* Questions on the material
A) In the Lunar Lander project write-up, how many of the 100 runs of the trained lander ended in a successful landing?
B) Rewrite the paragraph of the Lunar Lander project write-up that begins "The lunar land, as the real Moon surface" as a short bulleted list that keeps its main facts.
C) Reproduce everything in the Lunar Lander project write-up from "The lunar land, as" down to "the example video.", copying it word for word.

* Source passage

__________________________________________________

Update Sept 2021: Since this project is part of homework in Carnegie Mellon University 10701 course Intro to Machine Learning (PhD) and future versions of this course may have similar homework, the code for this project should not be made public. Hence the python script is removed. Sorry for the inconvinience.
- Name: Lunar Lander II, OpenAI Gym Reinforcement Learning Project
- Author: Yutian Wang
- Date: April 2021
- Version: v1.0
This is a project aiming to solve the Lunar Lander v2 reinforcement Learning problem privided by OpenGym AI.
In the Lunar Lander V2 environment, we aim to automate the landing process of a lunar lander. The lander has three boasters: a main boaster which fires downward to slow the landing, and two "side boasters" (one on left and one on right) that help adjust the position of the lander. The whole simulation is 2-dimensional.
The lunar land, as the real Moon surface, is not flat and has different and different shapes. The shape of the lunar surface differs in each round. The surface is visible to the player or the lander. There are two flags on the lunar surface, and our aim is let the lander land within the area between these two flags. The landing fails either if the lander land outside of the area between the flags or crash.
Below is a frame from the example video.
More detailed information about the environment can be found here.
This project used the REINFORCE algorithm to train the automate lander and do reinforcement learning. REINFORCE is a policy gradient algorithm, and more specifically, in this case, at each time step, the lander can fire any of the three boasters.
We want to train an algorithm that decide which engine(boaster) to fire up at each time step. We build a deep neural network to help make that decision and do the training. In each trail, we calculate the reward as specified in the environment description and compute the cost (see function compute_expected_cost), and do back-tracking gradient descent on the neural network architecture we built and updates the weights accordingly. We kept training for 5000 trails for over 6 hours until the reward converges.
We run our trained automated lander for another 100 times and it landed successfully for 94 times. So it reached an successful rate of 94%.
- README.md: this file.
- reinforce.py: Python model building and training file. (Removed)
- mypolicy.pth: the file contains the trained weights for the neural network.
- lunarlander2.png: a picture used in this file for illustration purpose.
This project is a project homework in 10-701 Introducion to Machine Learning in Carnegie Mellon University. Special thanks to the Professors and TAs for teaching this course, designing this assignment, providing the starter code and debuggging help.

__________________________________________________

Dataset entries

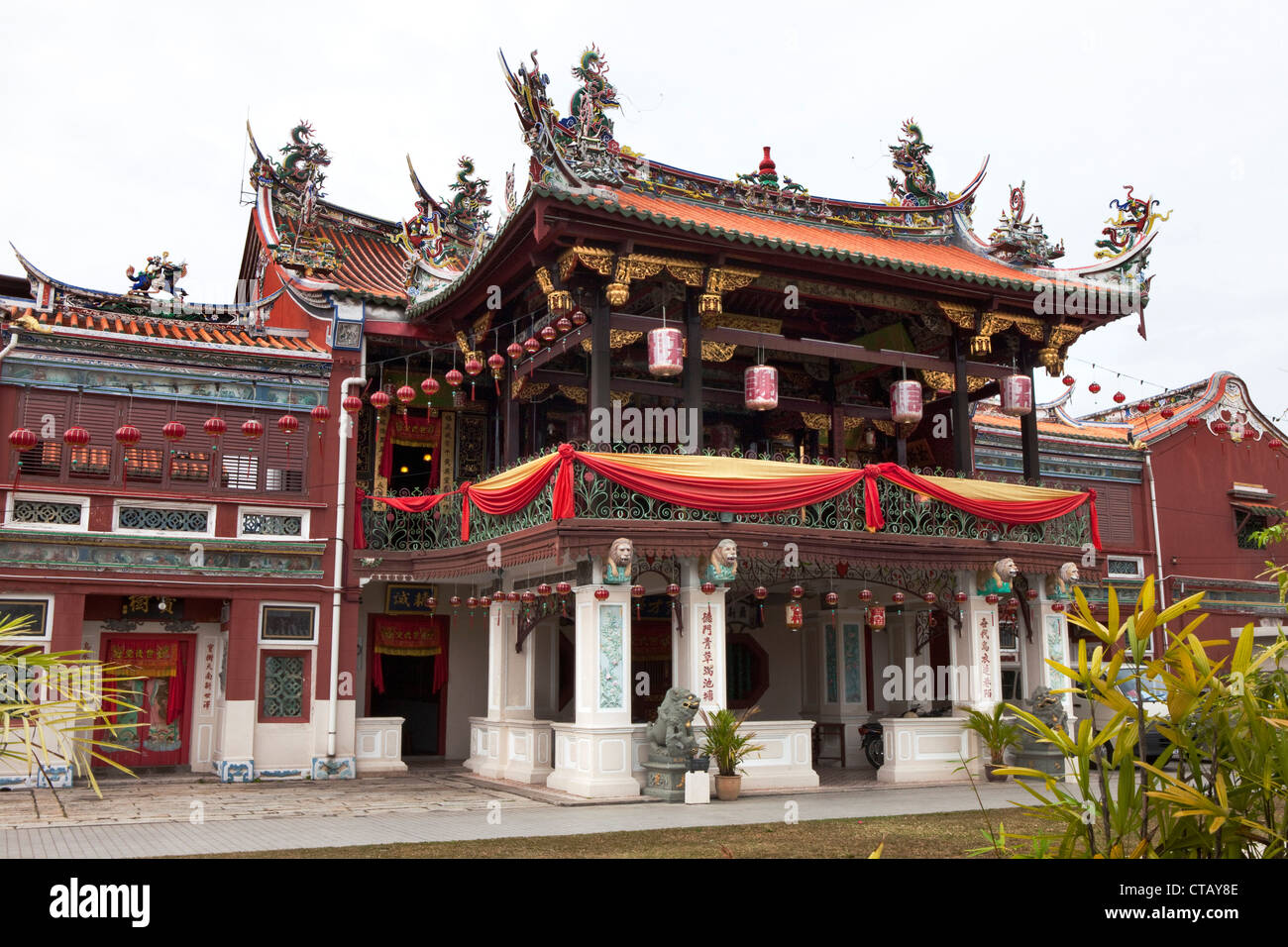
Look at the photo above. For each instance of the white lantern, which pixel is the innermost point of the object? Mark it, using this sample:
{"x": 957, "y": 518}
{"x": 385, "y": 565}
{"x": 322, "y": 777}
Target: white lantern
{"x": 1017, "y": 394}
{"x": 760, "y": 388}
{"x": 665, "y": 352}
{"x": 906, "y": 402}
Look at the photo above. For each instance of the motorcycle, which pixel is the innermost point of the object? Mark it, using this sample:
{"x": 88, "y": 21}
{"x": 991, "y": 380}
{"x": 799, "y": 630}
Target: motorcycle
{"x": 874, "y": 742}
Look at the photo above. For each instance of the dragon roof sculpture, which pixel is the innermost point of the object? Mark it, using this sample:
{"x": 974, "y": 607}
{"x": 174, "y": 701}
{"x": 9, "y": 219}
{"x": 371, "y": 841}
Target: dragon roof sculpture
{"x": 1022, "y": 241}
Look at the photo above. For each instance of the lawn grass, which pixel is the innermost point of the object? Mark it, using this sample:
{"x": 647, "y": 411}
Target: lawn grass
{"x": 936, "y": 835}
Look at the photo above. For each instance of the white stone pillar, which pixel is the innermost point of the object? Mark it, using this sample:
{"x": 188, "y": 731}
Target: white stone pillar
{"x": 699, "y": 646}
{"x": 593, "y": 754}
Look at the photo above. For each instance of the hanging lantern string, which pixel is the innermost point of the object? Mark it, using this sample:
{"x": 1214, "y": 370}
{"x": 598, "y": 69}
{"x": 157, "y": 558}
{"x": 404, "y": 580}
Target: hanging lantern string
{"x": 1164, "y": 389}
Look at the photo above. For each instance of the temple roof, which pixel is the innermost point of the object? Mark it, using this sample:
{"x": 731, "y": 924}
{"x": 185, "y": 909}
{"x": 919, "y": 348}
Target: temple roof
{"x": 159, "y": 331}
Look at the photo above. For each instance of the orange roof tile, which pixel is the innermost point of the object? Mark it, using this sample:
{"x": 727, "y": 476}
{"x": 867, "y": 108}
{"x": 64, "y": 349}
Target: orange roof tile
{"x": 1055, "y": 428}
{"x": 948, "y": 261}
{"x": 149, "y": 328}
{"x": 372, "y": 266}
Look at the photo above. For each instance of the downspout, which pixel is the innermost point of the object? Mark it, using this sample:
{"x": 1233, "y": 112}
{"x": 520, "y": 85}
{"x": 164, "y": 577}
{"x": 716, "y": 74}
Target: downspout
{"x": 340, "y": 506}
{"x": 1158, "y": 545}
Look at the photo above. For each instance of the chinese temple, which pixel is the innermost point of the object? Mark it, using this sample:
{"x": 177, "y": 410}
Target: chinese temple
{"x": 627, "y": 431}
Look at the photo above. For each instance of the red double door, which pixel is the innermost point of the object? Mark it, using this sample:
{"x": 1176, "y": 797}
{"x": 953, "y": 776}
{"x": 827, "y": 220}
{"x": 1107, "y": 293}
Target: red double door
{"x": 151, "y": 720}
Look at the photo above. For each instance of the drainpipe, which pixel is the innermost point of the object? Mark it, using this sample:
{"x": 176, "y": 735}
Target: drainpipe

__________________________________________________

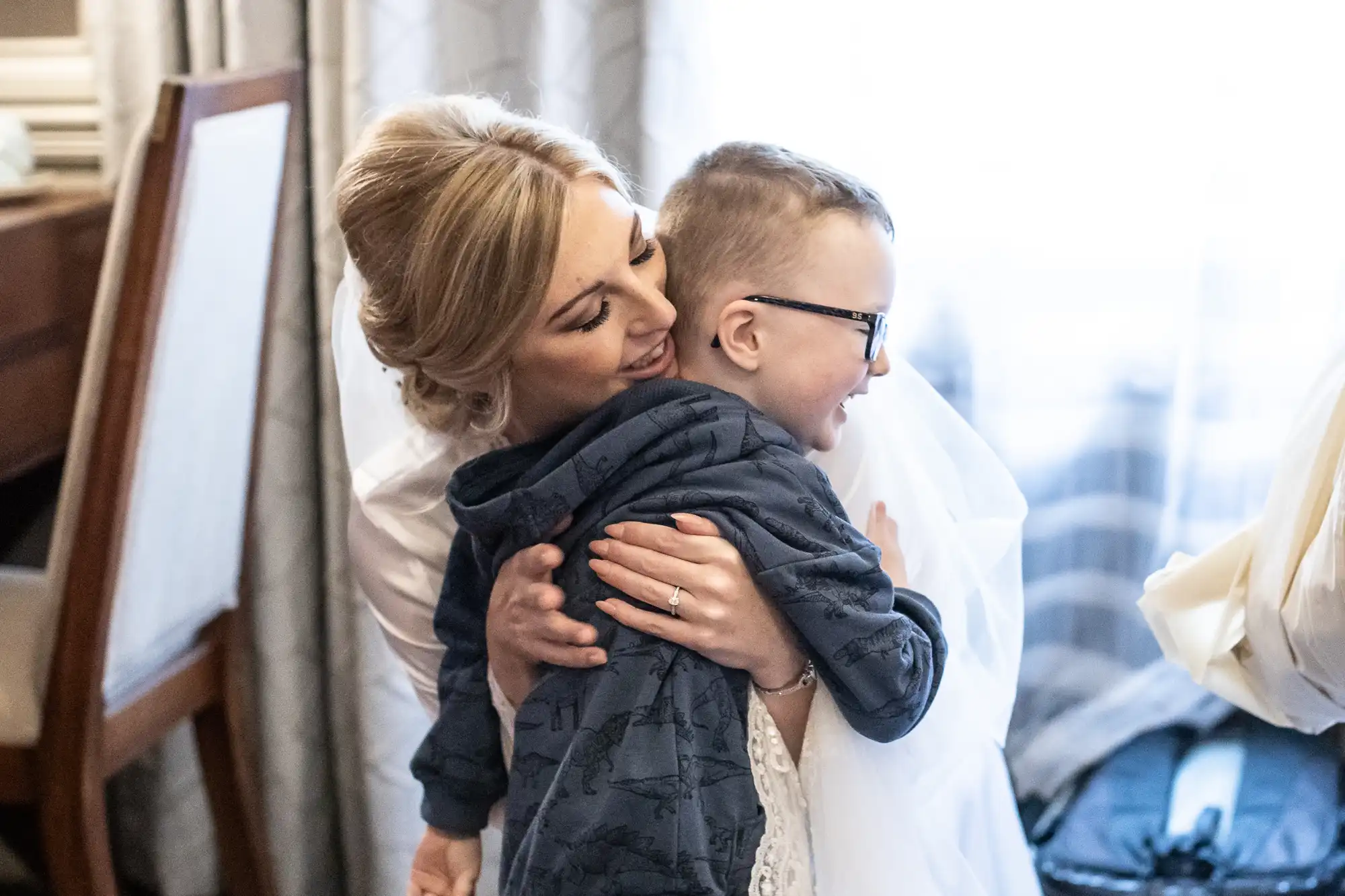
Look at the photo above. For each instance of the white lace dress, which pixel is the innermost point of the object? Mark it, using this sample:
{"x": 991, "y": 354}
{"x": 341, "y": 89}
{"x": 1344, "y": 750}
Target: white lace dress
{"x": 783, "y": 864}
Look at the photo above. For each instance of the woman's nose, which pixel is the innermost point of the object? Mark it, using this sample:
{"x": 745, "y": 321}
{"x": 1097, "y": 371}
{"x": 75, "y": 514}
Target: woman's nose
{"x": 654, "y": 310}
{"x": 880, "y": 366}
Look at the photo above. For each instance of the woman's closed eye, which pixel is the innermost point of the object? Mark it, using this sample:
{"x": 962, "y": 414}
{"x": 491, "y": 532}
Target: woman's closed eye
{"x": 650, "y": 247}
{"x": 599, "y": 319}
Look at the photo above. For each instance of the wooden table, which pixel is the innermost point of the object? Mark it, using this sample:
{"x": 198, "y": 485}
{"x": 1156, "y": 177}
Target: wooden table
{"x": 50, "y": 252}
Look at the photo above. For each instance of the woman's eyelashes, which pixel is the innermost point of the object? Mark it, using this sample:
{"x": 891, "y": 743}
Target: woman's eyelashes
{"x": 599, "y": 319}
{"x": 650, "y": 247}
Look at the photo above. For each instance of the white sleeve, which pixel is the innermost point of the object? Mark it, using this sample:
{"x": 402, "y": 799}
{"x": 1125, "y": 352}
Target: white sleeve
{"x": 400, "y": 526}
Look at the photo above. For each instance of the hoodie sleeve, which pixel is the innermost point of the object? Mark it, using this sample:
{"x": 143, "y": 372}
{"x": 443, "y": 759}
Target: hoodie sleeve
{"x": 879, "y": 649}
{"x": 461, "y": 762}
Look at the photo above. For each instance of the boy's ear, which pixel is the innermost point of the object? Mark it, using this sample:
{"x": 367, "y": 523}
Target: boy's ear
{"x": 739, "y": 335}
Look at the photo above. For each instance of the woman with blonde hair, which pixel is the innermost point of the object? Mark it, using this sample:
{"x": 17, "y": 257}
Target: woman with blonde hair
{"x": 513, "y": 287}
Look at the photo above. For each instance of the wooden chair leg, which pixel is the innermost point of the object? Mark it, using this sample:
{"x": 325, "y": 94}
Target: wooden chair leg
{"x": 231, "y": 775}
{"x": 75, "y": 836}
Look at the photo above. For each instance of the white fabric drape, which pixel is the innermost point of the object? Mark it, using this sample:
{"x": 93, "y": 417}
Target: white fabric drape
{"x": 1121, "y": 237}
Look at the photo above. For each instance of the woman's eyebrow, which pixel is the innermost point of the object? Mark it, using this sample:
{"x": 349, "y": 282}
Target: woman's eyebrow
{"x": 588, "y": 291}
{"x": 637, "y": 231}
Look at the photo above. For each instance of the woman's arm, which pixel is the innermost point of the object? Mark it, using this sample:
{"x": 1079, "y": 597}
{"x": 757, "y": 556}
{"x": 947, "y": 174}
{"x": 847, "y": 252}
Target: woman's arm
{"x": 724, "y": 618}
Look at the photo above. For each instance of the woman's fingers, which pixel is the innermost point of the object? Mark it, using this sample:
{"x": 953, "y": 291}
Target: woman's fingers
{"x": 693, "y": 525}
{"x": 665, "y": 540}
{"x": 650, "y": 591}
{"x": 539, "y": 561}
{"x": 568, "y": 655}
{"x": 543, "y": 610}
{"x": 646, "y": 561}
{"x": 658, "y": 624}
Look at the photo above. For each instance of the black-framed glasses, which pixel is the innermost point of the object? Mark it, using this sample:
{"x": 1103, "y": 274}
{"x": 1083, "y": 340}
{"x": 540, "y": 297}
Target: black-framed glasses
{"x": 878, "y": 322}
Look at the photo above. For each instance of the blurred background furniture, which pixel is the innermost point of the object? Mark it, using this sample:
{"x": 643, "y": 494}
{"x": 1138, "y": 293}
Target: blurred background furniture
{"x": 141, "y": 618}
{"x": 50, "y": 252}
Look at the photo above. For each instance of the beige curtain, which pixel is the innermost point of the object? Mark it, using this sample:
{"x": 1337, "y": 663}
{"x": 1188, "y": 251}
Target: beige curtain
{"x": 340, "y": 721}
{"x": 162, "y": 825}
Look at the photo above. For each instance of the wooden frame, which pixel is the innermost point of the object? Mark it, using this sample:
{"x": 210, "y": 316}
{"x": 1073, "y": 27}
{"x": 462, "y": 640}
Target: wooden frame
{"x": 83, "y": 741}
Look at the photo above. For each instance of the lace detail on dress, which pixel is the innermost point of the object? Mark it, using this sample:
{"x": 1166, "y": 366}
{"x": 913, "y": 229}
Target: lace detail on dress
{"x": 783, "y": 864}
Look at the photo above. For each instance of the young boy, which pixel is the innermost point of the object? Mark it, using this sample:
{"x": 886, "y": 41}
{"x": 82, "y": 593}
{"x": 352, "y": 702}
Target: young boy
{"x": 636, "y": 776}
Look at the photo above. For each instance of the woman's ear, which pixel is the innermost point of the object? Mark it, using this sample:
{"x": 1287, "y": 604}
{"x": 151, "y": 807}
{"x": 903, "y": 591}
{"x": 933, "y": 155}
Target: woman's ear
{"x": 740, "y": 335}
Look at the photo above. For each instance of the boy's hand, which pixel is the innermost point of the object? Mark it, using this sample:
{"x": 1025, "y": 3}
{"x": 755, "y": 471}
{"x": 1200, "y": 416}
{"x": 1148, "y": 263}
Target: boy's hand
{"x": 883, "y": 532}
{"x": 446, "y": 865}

__________________________________________________

* Answers by item
A) 94 of the 100 runs, a 94% success rate.

B)
- Like the real Moon, the lunar surface is not flat.
- Its shape changes in each round.
- The player or the lander can see the surface.
- Two flags stand on the surface, and the goal is to land in the area between them.
- A landing fails if the lander touches down outside that area or crashes.

C)
The lunar land, as the real Moon surface, is not flat and has different and different shapes. The shape of the lunar surface differs in each round. The surface is visible to the player or the lander. There are two flags on the lunar surface, and our aim is let the lander land within the area between these two flags. The landing fails either if the lander land outside of the area between the flags or crash.
Below is a frame from the example video.